Brief:
Your answer should be the line containing "window appears in the image." and each line after it through the end of the data below, repeated exactly.

Dataset records:
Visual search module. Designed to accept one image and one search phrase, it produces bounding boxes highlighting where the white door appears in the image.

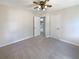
[34,16,40,36]
[51,15,61,39]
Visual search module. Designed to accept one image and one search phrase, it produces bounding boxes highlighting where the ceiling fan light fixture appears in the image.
[45,6,47,8]
[38,5,41,8]
[43,8,46,11]
[33,0,52,11]
[37,8,40,10]
[36,8,46,11]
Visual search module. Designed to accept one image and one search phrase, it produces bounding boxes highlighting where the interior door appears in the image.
[34,16,40,36]
[51,15,61,39]
[55,15,61,39]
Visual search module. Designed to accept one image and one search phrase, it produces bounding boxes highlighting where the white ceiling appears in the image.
[0,0,79,11]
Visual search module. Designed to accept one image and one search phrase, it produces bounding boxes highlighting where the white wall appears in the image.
[0,5,33,47]
[50,5,79,46]
[45,13,51,37]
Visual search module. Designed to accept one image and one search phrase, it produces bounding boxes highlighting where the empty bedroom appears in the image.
[0,0,79,59]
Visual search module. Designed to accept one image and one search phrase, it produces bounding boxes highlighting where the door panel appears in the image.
[34,16,40,36]
[51,15,61,39]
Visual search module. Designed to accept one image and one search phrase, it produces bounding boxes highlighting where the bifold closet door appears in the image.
[34,16,40,36]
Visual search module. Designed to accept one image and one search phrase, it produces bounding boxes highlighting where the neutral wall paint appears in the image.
[50,5,79,46]
[45,13,51,37]
[0,5,33,47]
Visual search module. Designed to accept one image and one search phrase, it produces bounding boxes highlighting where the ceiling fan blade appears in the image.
[33,1,39,5]
[46,5,52,7]
[45,0,49,2]
[46,0,49,1]
[44,0,49,4]
[34,6,38,9]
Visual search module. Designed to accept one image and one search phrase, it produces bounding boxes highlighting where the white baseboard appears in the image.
[0,36,33,48]
[50,36,79,46]
[59,39,79,46]
[0,35,79,48]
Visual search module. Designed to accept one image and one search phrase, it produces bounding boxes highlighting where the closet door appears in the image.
[34,16,40,36]
[51,15,61,39]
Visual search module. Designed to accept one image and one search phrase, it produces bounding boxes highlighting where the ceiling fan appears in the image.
[33,0,52,10]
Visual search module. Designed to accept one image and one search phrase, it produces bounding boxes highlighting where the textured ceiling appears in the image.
[0,0,79,11]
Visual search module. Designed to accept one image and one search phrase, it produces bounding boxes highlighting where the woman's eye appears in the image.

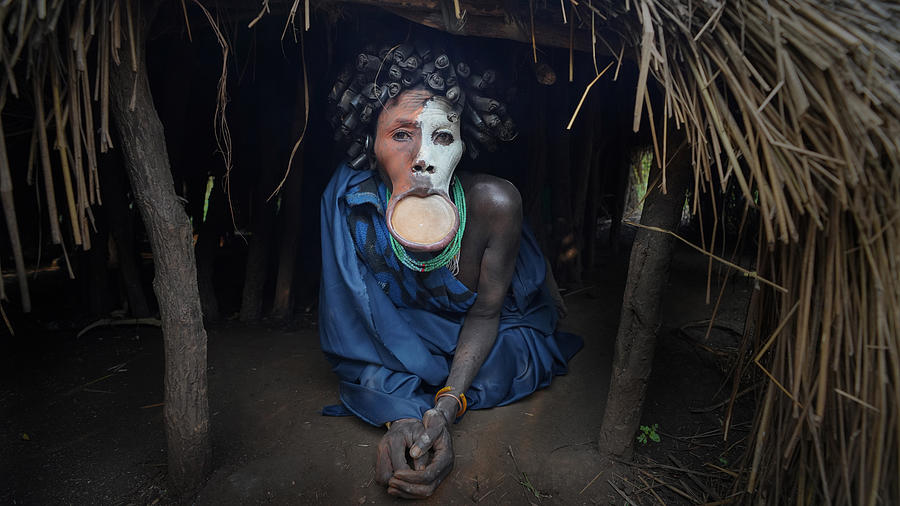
[434,131,454,145]
[392,131,412,141]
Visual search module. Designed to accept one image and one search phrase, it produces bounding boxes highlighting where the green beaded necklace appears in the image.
[386,176,466,273]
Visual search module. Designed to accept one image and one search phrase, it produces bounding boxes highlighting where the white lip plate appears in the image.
[386,191,459,252]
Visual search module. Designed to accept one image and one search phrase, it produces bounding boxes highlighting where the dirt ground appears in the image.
[2,241,755,505]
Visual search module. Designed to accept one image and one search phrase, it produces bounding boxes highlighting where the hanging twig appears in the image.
[180,0,193,40]
[247,0,270,29]
[192,1,236,232]
[566,60,614,129]
[268,24,308,200]
[281,0,301,40]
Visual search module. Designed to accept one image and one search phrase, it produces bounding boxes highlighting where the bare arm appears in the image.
[437,184,522,422]
[386,179,523,498]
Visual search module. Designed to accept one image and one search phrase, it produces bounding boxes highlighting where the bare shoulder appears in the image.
[456,172,522,281]
[459,173,522,219]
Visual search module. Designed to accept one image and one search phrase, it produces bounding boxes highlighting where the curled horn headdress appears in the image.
[328,40,518,170]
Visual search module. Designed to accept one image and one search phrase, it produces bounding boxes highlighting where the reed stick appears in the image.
[66,44,91,250]
[32,65,63,245]
[49,53,82,246]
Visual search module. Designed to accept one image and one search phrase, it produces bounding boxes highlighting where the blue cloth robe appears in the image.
[319,164,582,426]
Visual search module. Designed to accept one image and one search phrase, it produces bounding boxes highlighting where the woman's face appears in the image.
[374,88,464,252]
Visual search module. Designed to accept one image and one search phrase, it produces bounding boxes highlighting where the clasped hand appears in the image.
[375,409,453,498]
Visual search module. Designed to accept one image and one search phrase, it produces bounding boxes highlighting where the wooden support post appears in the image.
[583,142,604,272]
[239,65,284,323]
[81,215,114,316]
[597,130,691,459]
[270,158,304,321]
[238,141,279,323]
[608,148,632,255]
[270,69,308,321]
[100,149,151,318]
[550,83,575,285]
[571,99,601,283]
[195,177,222,322]
[523,84,549,248]
[108,22,211,495]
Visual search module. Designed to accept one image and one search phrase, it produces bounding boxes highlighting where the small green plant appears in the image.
[636,424,661,445]
[718,456,729,466]
[630,151,653,213]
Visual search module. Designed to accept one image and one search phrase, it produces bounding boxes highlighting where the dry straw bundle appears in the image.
[584,0,898,503]
[0,0,143,313]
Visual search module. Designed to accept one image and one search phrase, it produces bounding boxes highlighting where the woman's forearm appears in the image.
[435,313,500,421]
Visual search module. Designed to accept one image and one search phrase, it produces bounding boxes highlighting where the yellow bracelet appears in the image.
[434,386,468,418]
[436,392,462,413]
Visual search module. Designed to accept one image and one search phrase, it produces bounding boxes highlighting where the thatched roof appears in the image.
[593,2,898,503]
[1,0,898,503]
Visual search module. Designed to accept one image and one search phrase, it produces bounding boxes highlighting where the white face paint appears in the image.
[376,92,464,251]
[413,98,463,192]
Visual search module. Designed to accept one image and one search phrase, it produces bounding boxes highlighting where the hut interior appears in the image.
[1,1,897,504]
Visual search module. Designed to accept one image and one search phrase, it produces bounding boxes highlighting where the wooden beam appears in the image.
[337,0,610,55]
[220,0,620,56]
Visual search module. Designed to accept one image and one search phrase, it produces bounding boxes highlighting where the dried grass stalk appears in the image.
[32,62,64,246]
[4,1,110,257]
[49,51,82,246]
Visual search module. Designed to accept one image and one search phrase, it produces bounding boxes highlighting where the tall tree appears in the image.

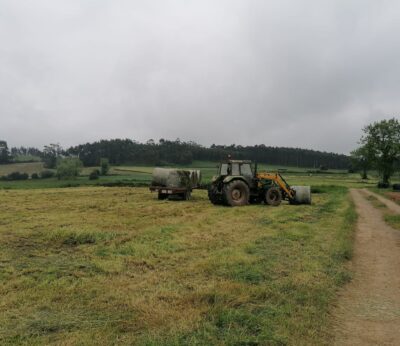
[359,118,400,184]
[0,141,11,164]
[43,143,63,168]
[350,145,373,179]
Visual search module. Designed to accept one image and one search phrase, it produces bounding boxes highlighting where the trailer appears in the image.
[149,186,192,200]
[149,168,201,201]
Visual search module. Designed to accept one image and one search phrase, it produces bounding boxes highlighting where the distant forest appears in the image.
[2,139,350,169]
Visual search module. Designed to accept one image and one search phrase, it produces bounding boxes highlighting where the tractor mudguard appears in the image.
[210,175,219,183]
[223,176,249,185]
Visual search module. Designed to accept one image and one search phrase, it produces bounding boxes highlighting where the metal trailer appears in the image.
[149,185,192,201]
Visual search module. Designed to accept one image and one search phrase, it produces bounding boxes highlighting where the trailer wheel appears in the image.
[183,190,191,201]
[265,187,282,206]
[158,192,168,200]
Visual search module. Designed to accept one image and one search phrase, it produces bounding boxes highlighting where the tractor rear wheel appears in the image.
[265,187,282,206]
[223,180,250,206]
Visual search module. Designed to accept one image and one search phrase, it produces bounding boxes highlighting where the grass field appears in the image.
[0,184,357,345]
[0,161,379,190]
[12,155,42,163]
[0,162,44,176]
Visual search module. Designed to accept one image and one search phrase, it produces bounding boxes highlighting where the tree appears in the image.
[56,157,83,180]
[43,143,63,169]
[89,169,100,180]
[0,141,11,164]
[350,145,373,179]
[100,158,110,175]
[359,118,400,184]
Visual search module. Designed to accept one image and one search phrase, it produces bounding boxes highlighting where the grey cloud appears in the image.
[1,0,399,153]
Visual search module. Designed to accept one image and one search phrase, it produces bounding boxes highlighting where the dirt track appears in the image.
[333,189,400,345]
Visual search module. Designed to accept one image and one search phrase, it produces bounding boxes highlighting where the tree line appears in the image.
[0,138,350,169]
[67,139,350,168]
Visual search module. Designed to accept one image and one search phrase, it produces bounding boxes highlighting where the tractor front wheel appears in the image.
[223,180,250,206]
[208,185,223,205]
[265,187,282,206]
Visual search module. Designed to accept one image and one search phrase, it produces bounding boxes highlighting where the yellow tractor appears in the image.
[208,160,311,206]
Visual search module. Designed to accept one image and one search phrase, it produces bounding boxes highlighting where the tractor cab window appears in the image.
[220,163,228,175]
[231,163,240,175]
[240,164,253,177]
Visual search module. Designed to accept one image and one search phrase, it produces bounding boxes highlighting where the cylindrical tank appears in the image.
[291,186,311,204]
[152,168,191,188]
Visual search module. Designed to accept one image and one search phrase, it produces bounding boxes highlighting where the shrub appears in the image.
[31,173,39,179]
[9,172,29,180]
[0,171,29,181]
[377,181,390,189]
[89,169,100,180]
[40,170,55,179]
[393,184,400,191]
[56,157,83,180]
[100,158,109,175]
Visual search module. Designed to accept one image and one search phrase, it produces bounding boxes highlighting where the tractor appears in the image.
[208,159,311,206]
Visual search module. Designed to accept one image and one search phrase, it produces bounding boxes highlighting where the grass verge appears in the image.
[365,193,400,231]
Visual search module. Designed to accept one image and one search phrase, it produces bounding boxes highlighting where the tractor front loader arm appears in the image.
[256,172,295,200]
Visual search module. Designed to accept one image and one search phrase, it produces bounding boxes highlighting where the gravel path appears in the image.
[333,189,400,345]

Result for this task:
Visual search module. Designed to accept one image and one search phrase, it produces bounding boxes highlighting where the tractor cab window appears in the image.
[220,163,228,175]
[231,163,240,175]
[240,164,253,177]
Visual search module. Designed to accept one image and one search phrase, it produces bounding boxes highlighting where the cylindrical tank appears in the image.
[291,186,311,204]
[152,168,191,188]
Visual search module. Designed to accept one image and one search phrase, it produces bounding boxes highlighting where the shrub appears in the image.
[31,173,39,179]
[9,172,29,180]
[0,171,29,181]
[377,181,390,189]
[89,169,100,180]
[40,170,55,179]
[393,184,400,191]
[56,157,83,180]
[100,158,109,175]
Visual search module. Designed to accept one image and one search phrase, it produces bounding boxes highlighting where the tractor appears in the image.
[208,159,311,206]
Visual search module. Designed to accept one image and one search phrase, it produces bounding boxes highlighting where the grass verge appears in the image.
[365,193,400,231]
Visual search module. Designed to accept one image and one search phrase, it produces bounding boxes highlighting where the tractor front loader arm appears in the image.
[256,172,295,200]
Visual search module. Designed to accept one image and one search phrase, it produces bounding boxes highlighting where the gravel path appears in the image.
[333,189,400,345]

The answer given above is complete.